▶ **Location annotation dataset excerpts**

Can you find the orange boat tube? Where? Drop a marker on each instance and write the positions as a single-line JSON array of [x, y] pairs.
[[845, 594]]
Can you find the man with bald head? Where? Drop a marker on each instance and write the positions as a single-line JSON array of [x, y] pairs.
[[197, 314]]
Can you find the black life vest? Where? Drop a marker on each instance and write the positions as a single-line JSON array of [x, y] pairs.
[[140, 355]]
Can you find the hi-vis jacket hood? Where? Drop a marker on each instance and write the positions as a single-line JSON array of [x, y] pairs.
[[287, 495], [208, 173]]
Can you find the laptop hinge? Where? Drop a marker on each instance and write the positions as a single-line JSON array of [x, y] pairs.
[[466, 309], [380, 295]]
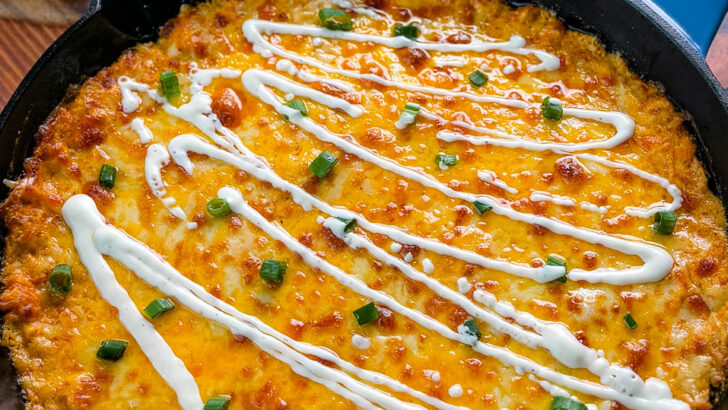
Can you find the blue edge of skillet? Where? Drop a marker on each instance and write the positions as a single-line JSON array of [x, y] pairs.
[[652, 48]]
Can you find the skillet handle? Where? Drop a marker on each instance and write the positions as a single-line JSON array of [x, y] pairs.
[[139, 19], [698, 20]]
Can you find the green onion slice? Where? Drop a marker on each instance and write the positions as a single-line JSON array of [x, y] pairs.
[[111, 349], [107, 176], [554, 260], [629, 321], [410, 31], [478, 78], [664, 222], [481, 207], [349, 224], [408, 115], [469, 327], [551, 110], [445, 161], [218, 207], [157, 307], [565, 403], [367, 313], [217, 403], [170, 84], [60, 279], [299, 106], [335, 19], [272, 270], [323, 164]]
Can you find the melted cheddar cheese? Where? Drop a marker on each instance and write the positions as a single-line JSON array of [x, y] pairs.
[[583, 189]]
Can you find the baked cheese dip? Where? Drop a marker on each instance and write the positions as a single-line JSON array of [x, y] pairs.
[[399, 204]]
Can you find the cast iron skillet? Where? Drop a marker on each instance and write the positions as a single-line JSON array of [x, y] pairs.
[[653, 47]]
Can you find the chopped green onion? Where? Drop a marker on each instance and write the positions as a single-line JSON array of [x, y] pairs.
[[554, 260], [170, 84], [551, 109], [367, 313], [111, 349], [664, 223], [157, 307], [471, 328], [323, 164], [299, 106], [273, 270], [481, 207], [218, 207], [408, 115], [217, 403], [107, 176], [478, 78], [60, 279], [565, 403], [335, 19], [410, 31], [629, 320], [349, 224], [445, 161]]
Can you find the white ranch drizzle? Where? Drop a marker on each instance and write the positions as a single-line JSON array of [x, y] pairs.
[[449, 62], [253, 28], [657, 262], [84, 219], [491, 178], [288, 67], [622, 123], [180, 146], [672, 189], [144, 133], [94, 238], [554, 337], [540, 196], [156, 159], [197, 111], [258, 165], [619, 383], [372, 13]]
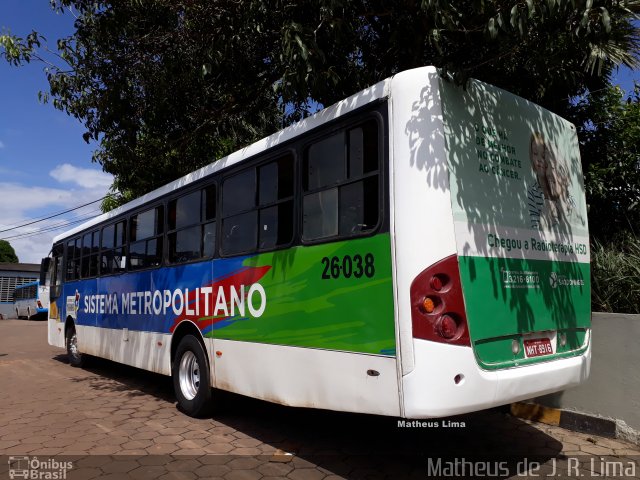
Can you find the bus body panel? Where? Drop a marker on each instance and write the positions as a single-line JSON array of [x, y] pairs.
[[421, 209], [438, 378], [432, 390], [306, 377], [298, 326], [520, 216]]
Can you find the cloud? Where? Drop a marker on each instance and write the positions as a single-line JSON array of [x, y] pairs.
[[22, 204], [82, 177]]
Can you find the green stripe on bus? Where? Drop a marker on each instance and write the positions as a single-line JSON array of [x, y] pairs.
[[336, 296]]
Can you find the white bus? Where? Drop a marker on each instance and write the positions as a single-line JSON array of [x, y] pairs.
[[415, 250], [31, 300]]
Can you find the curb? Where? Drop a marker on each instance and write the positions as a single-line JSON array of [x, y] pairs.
[[575, 421]]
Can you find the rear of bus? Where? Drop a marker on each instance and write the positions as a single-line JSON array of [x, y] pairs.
[[491, 247]]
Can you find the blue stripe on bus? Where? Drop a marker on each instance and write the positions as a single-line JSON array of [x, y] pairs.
[[181, 277]]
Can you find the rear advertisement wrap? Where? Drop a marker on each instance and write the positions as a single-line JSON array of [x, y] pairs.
[[520, 219]]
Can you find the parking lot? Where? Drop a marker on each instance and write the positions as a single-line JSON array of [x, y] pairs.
[[108, 420]]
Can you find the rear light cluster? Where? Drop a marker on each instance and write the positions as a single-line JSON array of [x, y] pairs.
[[437, 305]]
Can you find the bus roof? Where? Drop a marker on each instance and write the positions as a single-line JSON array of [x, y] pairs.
[[370, 94]]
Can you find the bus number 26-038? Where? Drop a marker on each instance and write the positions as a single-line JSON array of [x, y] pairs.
[[347, 266]]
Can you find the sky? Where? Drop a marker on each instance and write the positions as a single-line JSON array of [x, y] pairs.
[[45, 165]]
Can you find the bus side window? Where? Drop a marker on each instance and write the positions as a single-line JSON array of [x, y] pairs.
[[112, 259], [341, 183], [185, 243], [257, 208], [145, 247], [239, 217]]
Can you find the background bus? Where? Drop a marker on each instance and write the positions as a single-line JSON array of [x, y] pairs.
[[31, 300], [416, 250]]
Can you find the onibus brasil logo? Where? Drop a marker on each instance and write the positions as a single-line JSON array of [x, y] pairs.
[[34, 468]]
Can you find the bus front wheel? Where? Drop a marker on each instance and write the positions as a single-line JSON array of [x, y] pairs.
[[190, 372], [73, 352]]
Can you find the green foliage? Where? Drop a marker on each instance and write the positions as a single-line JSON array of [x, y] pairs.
[[7, 253], [166, 86], [615, 274], [609, 133]]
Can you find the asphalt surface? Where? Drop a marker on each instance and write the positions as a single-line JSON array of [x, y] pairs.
[[112, 421]]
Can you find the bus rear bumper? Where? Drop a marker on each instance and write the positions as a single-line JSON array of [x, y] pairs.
[[447, 380]]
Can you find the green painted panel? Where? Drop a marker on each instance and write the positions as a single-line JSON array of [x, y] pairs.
[[336, 296]]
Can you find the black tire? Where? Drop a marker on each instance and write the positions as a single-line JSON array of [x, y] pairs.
[[190, 372], [76, 359]]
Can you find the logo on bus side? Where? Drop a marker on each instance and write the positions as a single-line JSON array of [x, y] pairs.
[[558, 280], [223, 300], [520, 278]]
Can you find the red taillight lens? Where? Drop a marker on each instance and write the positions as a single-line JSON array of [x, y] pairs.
[[437, 304], [436, 283], [447, 327]]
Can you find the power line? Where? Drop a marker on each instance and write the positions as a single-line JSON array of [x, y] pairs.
[[51, 228], [50, 216]]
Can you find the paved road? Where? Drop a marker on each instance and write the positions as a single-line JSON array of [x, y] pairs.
[[112, 421]]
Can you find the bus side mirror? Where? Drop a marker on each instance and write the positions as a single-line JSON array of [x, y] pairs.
[[44, 268]]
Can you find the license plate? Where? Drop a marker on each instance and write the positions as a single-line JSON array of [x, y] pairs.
[[537, 347]]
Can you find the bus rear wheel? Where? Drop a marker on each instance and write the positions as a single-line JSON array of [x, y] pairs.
[[76, 358], [190, 372]]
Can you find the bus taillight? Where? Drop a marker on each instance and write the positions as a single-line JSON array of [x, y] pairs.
[[437, 305]]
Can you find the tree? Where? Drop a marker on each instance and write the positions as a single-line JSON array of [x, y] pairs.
[[166, 86], [609, 133], [7, 253]]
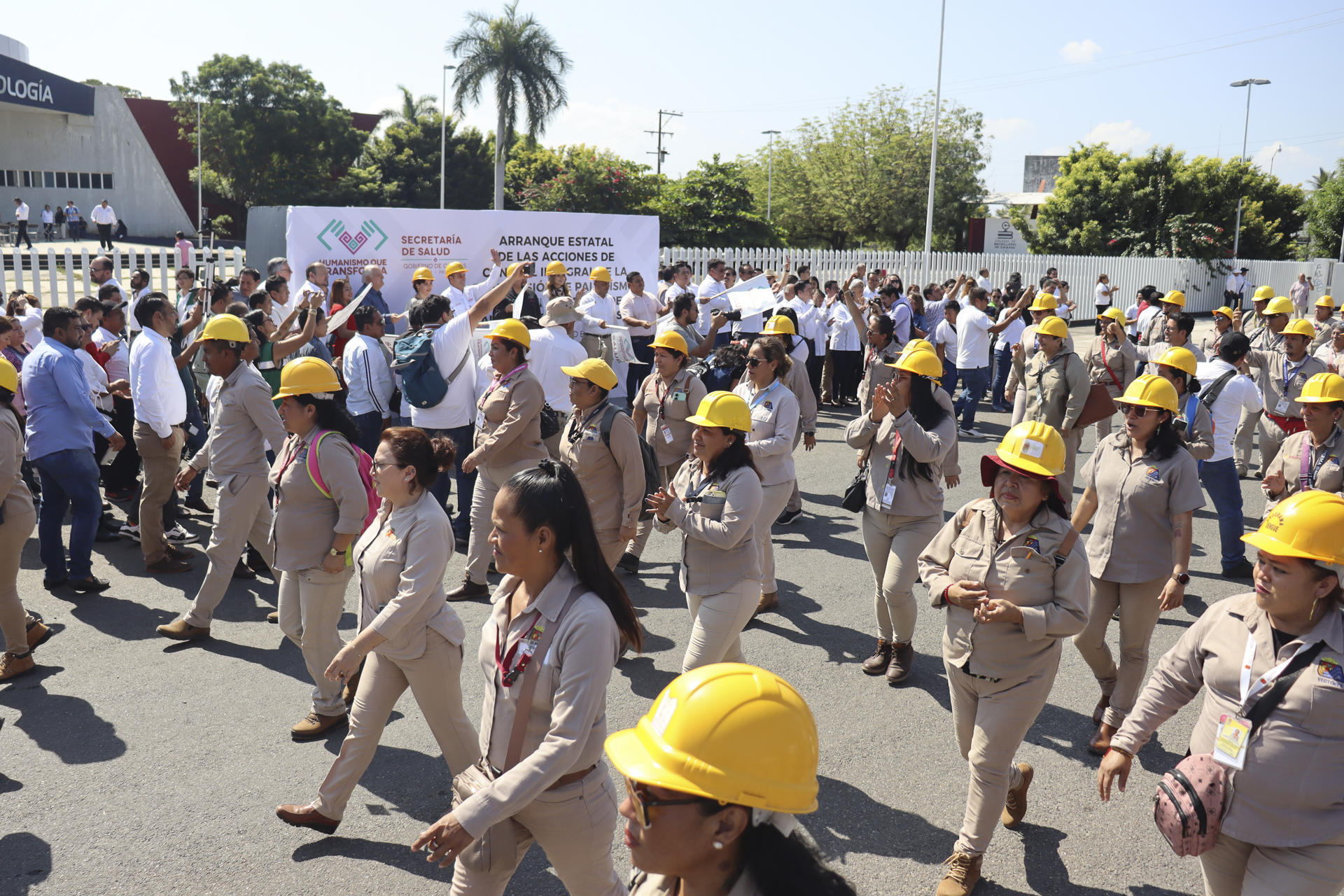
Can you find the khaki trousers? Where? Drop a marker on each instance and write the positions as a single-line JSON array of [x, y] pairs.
[[1140, 608], [488, 482], [1237, 868], [160, 470], [574, 825], [717, 624], [892, 545], [14, 620], [641, 530], [435, 678], [242, 516], [311, 603], [991, 719]]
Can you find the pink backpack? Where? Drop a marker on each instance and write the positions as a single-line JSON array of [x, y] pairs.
[[366, 475]]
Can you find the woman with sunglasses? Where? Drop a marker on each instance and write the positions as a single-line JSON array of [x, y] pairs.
[[409, 637], [906, 435], [722, 820], [1015, 587], [1142, 491]]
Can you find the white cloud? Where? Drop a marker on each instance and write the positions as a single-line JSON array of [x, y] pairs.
[[1123, 136], [1079, 50]]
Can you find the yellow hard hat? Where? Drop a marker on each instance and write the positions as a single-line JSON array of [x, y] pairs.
[[1278, 305], [226, 328], [308, 377], [1053, 327], [512, 330], [1182, 359], [1298, 328], [671, 342], [1151, 390], [1306, 526], [722, 409], [593, 370], [1323, 388], [729, 732], [1032, 448]]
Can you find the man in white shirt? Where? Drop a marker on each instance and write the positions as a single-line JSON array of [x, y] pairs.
[[106, 219], [1233, 394], [369, 377], [160, 412]]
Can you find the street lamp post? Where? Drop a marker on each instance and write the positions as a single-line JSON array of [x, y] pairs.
[[442, 139], [769, 181], [1249, 83]]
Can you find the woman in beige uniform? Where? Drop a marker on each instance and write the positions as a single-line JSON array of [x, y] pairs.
[[715, 501], [1142, 491], [667, 398], [1310, 458], [545, 770], [314, 528], [906, 434], [774, 421], [1284, 825], [412, 638], [601, 447], [508, 440], [714, 777], [1015, 587]]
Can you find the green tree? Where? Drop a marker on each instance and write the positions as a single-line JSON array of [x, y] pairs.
[[270, 133], [523, 61]]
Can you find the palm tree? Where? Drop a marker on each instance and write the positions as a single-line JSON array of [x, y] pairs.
[[523, 59]]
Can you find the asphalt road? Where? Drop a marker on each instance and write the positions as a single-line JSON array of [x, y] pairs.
[[134, 764]]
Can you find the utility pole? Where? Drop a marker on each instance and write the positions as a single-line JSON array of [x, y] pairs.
[[660, 152]]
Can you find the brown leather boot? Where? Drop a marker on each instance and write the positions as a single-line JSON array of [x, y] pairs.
[[902, 660], [876, 664]]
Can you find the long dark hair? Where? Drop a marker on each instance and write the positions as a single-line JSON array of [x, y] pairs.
[[550, 495]]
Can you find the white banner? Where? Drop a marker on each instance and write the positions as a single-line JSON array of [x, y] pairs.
[[402, 239]]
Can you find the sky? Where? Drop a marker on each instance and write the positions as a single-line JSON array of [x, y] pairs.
[[1046, 77]]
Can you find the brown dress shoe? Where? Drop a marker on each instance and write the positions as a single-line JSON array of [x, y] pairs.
[[876, 664], [1015, 806], [182, 630], [902, 660], [307, 817], [314, 726]]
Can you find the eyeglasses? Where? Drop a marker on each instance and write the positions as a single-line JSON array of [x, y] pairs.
[[643, 801]]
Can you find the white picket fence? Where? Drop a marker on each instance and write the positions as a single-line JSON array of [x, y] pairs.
[[1203, 292], [62, 277]]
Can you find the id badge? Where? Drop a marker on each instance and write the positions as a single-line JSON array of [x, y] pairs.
[[1230, 742]]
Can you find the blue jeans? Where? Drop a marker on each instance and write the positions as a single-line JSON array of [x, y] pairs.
[[69, 479], [1219, 479], [976, 381]]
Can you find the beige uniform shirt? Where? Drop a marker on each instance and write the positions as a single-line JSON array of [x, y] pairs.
[[566, 723], [305, 519], [1289, 793], [717, 517], [508, 422], [1136, 501], [668, 406], [242, 421], [401, 561], [1053, 597], [612, 476]]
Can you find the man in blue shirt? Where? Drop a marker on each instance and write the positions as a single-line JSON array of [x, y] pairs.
[[58, 440]]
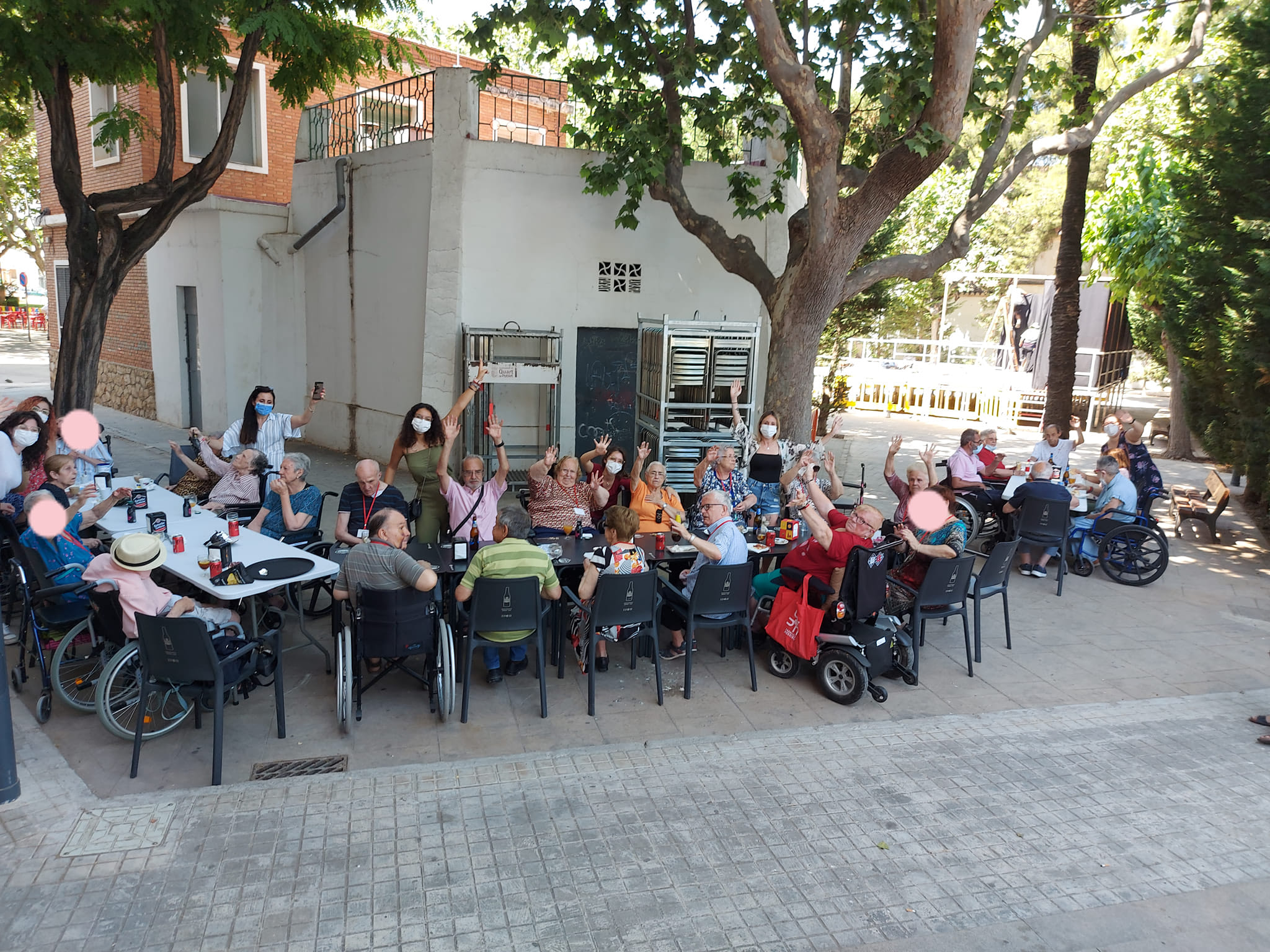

▶ **Goal**
Reproduce the stretch of the data from its start through the line containing "270], [323, 164]]", including each request, with every x and y coordinate in the answers multiplied by 1.3 and rounded to the nearest whole number, halves rounding up. Omit the pictures from your output.

▶ **Output of the task**
Can you find the orange boat tube? Where? Drop a marker on each instance and write the positions as a single-line JSON array of [x, y] pairs.
[[1099, 772]]
Can you find the man with bald head? Where? Drop a marker on each instance and write the positions as a single-line JSON array of [x, y] pairs.
[[256, 408]]
Can you find the black life vest? Where? Drop a marker on each instance and write the positions as a single-line JSON array of [x, y] pairs.
[[182, 462]]
Can you find the hi-vis jacket hood? Where? Drop a marker on each instance and write the positions as a single-line JSON array of [x, y] pairs.
[[373, 644], [270, 225]]
Can you find the laptop hinge? Where? Drop a marker on each instance and write the positions as a single-line JSON array of [x, y] pairs.
[[606, 402], [494, 384]]
Can you find the blue edge of skillet? Where? Drop a marker on each instance and write the positions as a single-line JSON array of [x, y] pairs.
[[848, 62]]
Can you find the skillet handle? Where? Drop a marker on each instance and write the positions as a single-line JSON array of [x, y] pairs.
[[181, 25], [907, 26]]
Can you find the green onion slice? Where? Drop a marker on each instance and write the positions as a single-line JSON array of [x, y] pairs.
[[144, 454], [139, 229], [720, 338], [818, 417], [533, 40], [621, 101], [863, 289], [625, 269], [454, 291], [530, 150], [610, 425], [716, 143], [579, 209], [283, 269], [204, 399], [735, 524], [477, 407], [282, 524], [221, 109], [78, 363], [389, 138], [436, 25], [354, 351], [420, 213]]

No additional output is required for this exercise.